**ESTRATTO DEL TESTO**
******
Nell’ultimo anno lo scenario europeo relativo alla data protection è stato caratterizzato da molte novità, soprattutto in tema di trasferimenti di dati personali verso Paesi esterni all’Unione Europea, a seguito della ben nota sentenza Schrems II del luglio 2020. Si sono infatti susseguiti numerosi interventi delle istituzioni europee, dalla pubblicazione di Recommendations 01/2020 e 02/2020 dell’Europea Data Protection Board, finalizzate a valutare l’adeguatezza dei livelli di sicurezza dei dati personali trasferiti al di fuori dell’UE, fino alle nuove Standard Contractual Clauses (SCCs[1]), che hanno subito un processo di adeguamento al contesto normativo post-Schrems II. Su questo tema, il GDPR fornisce chiare indicazioni sugli strumenti che rendono possibile, lecito e sicuro il trasferimento di dati personali:
- decisioni di adeguatezza (ex articolo 45 del GDPR), come quella approvata il 28 giugno 2021 dalla Commissione Europea per i trasferimenti di dati personali tra UE e UK post Brexit;
- gli strumenti di cui all’articolo 46 del GDPR (come le SCCs o le BCRs);
- le eccezioni previste dall’articolo 49 del Regolamento.
******
**MATERIALE FORNITO**
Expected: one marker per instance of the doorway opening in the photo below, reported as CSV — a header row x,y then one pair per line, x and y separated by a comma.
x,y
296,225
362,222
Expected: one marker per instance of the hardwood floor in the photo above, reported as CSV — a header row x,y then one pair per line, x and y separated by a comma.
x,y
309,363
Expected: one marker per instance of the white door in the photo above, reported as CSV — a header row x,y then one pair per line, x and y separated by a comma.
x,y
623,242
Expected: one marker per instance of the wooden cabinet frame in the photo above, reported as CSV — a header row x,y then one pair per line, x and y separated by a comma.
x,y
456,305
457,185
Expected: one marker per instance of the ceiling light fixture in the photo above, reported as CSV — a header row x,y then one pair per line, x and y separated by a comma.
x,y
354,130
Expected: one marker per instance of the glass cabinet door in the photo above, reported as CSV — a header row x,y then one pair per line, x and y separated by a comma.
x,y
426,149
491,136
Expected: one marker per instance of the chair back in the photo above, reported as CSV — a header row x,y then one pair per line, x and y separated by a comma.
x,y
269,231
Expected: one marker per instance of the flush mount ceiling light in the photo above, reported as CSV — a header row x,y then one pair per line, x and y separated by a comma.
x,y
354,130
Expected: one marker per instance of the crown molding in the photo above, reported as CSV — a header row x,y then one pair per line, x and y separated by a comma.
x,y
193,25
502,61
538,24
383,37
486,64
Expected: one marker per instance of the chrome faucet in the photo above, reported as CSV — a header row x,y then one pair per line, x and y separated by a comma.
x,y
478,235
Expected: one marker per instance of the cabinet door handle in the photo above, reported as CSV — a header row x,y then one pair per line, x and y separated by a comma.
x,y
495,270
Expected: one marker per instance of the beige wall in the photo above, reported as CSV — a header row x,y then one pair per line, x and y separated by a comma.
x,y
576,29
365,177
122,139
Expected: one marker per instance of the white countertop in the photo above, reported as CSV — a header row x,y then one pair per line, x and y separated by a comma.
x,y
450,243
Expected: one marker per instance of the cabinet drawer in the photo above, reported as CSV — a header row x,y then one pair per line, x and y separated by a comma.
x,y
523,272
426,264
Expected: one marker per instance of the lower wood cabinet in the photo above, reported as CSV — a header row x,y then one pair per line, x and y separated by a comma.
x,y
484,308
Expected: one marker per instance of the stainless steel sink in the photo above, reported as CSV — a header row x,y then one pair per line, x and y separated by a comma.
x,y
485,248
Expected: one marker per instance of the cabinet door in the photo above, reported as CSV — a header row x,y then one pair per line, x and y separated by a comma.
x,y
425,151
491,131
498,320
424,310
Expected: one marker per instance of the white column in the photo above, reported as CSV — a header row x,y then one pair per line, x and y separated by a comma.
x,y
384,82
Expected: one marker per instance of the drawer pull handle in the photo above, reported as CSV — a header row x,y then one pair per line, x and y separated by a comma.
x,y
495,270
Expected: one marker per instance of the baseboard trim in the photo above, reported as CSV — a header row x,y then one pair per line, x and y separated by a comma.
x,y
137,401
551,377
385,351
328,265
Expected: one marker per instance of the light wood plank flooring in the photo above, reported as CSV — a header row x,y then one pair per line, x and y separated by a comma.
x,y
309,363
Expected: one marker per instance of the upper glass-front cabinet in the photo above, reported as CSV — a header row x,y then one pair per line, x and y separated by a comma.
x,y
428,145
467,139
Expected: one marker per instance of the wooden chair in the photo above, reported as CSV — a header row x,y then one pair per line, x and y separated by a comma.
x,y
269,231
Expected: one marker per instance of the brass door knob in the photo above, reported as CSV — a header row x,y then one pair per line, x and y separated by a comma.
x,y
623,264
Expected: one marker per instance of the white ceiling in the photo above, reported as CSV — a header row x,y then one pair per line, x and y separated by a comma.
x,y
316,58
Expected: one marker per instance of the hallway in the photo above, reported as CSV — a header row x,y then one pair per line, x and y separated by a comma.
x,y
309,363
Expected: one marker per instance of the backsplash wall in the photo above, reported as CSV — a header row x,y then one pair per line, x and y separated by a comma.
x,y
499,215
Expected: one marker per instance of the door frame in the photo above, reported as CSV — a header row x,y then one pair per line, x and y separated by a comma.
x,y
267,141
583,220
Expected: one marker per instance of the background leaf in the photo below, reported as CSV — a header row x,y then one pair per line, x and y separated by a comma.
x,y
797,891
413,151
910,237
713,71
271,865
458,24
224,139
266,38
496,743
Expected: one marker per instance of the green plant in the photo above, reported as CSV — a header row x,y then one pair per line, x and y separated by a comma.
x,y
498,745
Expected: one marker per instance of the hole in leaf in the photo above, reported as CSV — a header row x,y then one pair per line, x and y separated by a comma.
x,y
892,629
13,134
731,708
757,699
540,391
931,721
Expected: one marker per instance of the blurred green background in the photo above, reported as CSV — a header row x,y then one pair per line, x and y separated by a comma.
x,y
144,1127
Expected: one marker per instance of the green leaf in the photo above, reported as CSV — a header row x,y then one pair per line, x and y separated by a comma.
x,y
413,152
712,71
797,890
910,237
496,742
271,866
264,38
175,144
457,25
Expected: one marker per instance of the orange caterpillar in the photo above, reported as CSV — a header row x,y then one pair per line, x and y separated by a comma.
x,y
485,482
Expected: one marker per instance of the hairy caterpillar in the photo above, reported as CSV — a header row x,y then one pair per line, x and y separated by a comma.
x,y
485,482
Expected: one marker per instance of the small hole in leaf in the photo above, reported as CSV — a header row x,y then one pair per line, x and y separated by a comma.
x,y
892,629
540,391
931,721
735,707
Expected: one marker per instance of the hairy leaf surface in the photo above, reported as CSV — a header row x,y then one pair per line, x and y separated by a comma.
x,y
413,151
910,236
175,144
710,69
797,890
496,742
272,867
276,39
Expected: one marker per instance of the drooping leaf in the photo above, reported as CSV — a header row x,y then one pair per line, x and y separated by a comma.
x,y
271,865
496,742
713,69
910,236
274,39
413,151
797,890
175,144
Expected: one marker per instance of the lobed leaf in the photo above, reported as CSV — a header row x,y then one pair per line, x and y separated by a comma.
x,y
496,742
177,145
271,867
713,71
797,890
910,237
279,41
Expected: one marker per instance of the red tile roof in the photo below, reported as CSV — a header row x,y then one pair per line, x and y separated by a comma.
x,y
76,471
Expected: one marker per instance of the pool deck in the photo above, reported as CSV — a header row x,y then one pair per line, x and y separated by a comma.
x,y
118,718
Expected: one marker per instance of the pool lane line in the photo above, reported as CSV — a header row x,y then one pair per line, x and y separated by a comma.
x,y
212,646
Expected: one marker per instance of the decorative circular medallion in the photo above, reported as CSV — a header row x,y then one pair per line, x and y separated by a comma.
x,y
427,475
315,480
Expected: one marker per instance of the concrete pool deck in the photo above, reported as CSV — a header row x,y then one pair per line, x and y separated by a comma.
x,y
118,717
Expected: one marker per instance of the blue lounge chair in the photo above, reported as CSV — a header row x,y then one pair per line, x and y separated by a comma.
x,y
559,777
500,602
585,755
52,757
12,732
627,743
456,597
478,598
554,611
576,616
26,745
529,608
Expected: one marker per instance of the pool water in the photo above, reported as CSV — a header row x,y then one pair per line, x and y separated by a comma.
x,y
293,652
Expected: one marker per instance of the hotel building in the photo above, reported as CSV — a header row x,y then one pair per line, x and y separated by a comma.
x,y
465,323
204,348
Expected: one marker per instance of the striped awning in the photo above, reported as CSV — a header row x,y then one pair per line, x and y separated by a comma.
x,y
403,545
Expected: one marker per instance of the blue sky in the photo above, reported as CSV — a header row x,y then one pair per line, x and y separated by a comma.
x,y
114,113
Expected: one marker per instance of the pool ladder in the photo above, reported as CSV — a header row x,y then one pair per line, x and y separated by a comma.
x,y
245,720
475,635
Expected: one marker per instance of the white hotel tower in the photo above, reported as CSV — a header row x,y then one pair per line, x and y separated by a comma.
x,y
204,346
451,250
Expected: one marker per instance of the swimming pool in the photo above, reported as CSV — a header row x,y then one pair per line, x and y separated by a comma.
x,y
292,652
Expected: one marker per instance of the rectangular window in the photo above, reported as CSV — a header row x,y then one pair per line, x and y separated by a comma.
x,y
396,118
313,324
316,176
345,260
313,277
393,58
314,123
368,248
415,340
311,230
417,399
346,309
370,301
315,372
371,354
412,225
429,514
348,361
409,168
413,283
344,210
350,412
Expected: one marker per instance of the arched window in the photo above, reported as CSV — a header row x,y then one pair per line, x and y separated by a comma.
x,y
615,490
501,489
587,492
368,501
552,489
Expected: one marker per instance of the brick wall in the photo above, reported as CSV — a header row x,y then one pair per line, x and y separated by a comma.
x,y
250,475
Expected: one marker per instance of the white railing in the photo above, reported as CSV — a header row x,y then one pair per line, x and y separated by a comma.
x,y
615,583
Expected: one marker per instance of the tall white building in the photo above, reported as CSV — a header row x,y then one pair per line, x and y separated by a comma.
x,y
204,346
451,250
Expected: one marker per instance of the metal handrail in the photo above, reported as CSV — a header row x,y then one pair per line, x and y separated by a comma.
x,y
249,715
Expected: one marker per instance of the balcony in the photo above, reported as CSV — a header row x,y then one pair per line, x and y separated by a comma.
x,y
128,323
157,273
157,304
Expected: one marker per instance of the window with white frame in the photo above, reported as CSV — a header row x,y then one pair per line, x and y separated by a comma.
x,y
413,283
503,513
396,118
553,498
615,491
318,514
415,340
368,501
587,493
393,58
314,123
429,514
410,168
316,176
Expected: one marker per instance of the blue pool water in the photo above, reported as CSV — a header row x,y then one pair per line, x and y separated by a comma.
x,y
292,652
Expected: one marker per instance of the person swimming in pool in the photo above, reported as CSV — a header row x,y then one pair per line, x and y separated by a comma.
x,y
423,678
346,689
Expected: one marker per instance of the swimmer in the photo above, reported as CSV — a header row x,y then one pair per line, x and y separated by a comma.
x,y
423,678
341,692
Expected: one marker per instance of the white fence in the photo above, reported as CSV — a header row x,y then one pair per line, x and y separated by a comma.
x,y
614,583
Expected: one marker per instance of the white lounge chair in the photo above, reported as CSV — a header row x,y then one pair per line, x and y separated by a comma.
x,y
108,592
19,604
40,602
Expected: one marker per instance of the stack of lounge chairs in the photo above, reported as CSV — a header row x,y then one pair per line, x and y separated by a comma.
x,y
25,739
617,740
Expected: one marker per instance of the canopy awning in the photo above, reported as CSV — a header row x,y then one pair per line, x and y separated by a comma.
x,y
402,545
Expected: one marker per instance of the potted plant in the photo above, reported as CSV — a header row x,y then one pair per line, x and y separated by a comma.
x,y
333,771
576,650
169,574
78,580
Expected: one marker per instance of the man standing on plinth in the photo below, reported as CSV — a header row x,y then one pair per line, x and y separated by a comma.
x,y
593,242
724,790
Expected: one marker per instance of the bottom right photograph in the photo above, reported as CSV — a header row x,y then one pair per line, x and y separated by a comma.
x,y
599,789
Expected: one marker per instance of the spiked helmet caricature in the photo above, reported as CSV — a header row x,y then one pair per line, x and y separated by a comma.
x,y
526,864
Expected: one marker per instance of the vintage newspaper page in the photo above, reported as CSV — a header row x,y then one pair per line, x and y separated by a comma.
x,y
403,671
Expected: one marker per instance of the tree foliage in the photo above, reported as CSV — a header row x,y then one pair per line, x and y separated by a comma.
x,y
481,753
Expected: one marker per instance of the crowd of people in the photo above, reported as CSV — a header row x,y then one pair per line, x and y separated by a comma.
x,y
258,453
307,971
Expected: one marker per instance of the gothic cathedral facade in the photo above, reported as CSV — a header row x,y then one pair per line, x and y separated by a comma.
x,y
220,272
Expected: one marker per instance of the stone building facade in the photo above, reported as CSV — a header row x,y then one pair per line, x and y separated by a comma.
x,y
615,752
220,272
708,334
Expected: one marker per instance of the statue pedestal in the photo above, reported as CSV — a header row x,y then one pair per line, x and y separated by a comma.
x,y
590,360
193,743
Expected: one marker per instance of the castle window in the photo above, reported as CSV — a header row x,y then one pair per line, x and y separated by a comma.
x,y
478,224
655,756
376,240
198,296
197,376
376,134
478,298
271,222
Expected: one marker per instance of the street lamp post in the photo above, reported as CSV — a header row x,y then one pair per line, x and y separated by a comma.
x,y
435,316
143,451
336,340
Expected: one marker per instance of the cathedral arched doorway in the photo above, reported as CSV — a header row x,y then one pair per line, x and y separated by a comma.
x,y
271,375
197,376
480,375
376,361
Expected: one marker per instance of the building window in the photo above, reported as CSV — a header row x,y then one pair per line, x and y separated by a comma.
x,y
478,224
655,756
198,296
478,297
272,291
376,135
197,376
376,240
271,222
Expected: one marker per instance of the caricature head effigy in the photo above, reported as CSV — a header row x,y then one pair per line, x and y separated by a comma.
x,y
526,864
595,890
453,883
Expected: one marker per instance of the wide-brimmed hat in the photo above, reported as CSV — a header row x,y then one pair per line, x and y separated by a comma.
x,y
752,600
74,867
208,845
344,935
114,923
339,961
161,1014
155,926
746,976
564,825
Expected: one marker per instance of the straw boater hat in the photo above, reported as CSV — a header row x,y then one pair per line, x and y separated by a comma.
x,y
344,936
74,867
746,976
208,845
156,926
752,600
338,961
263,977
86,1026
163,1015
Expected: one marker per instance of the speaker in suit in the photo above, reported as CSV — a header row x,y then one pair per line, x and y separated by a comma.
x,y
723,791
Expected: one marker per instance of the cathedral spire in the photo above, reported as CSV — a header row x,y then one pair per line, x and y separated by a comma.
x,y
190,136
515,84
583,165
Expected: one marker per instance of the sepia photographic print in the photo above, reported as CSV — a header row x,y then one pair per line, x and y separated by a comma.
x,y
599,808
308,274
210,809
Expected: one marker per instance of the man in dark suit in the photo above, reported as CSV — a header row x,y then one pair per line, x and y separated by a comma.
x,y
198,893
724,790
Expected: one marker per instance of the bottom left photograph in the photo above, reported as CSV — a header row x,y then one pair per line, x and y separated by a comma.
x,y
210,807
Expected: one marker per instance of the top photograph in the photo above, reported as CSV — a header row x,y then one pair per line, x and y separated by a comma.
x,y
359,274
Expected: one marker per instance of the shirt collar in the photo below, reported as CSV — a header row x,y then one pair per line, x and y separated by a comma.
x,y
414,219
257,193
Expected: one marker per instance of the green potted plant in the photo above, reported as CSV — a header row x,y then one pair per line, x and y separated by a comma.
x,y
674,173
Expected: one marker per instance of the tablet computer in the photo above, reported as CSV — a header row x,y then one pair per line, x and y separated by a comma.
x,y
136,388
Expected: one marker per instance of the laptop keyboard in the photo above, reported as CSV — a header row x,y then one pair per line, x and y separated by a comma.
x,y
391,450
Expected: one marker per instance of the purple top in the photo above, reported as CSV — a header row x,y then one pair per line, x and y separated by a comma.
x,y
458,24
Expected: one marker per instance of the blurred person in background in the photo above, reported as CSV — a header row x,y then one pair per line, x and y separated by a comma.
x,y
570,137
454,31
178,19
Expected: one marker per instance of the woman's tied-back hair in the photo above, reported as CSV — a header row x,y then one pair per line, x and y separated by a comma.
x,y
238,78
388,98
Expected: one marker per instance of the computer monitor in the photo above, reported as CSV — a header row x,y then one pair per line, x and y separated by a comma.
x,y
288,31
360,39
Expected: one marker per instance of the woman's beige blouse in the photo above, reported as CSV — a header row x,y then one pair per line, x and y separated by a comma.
******
**COMPITI ASSEGNATI**
1) Risponda alle domande seguenti in base al testo sui trasferimenti di dati personali:
(a) In quale mese e in quale anno è stata pronunciata la sentenza Schrems II?
(b) In che data la Commissione Europea ha approvato la decisione di adeguatezza per i trasferimenti di dati personali tra UE e UK post Brexit?
(c) Quale articolo del GDPR prevede le eccezioni?
2) Prosegua il testo sui trasferimenti di dati personali dal punto in cui si interrompe.

**SOLUZIONI DELL'ESERCIZIO**
1)
(a) Nel luglio 2020.
(b) Il 28 giugno 2021.
(c) L'articolo 49.

2)
L’articolo 46, in particolare, prevede che in assenza di una decisione di adeguatezza della Commissione Europea, il trasferimento è consentito solo quando il data exporter, sia esso titolare o responsabile del trattamento, sia in grado di fornire “garanzie adeguate e a condizione che gli interessati dispongano di diritti azionabili e mezzi di ricorso effettivi”. Tra le “garanzie adeguate” presenti nell’elenco tassativo fornito dallo stesso articolo, oltre ai transfer tool più noti e utilizzati come le SCCs o le BCRs, si possono trovare anche i codici di condotta (articolo 46, paragrafo 2, lettera e del GDPR) previsti dal GDPR all’articolo 40.
È proprio su questo tema che si è focalizzato uno degli ultimi interventi dell’EDPB, che il 7 luglio scorso ha adottato le Guidelines 04/2021 on Codes of Conduct as a tool for transfers (attualmente ancora in pubblica consultazione) allo scopo di far luce su tutti gli aspetti che caratterizzano questo “nuovo” strumento per il trasferimento internazionale di dati personali. Ma cosa sono i codici di condotta e in che modo possono essere utilizzati per legittimare i trasferimenti di dati personali al di fuori dell’Unione?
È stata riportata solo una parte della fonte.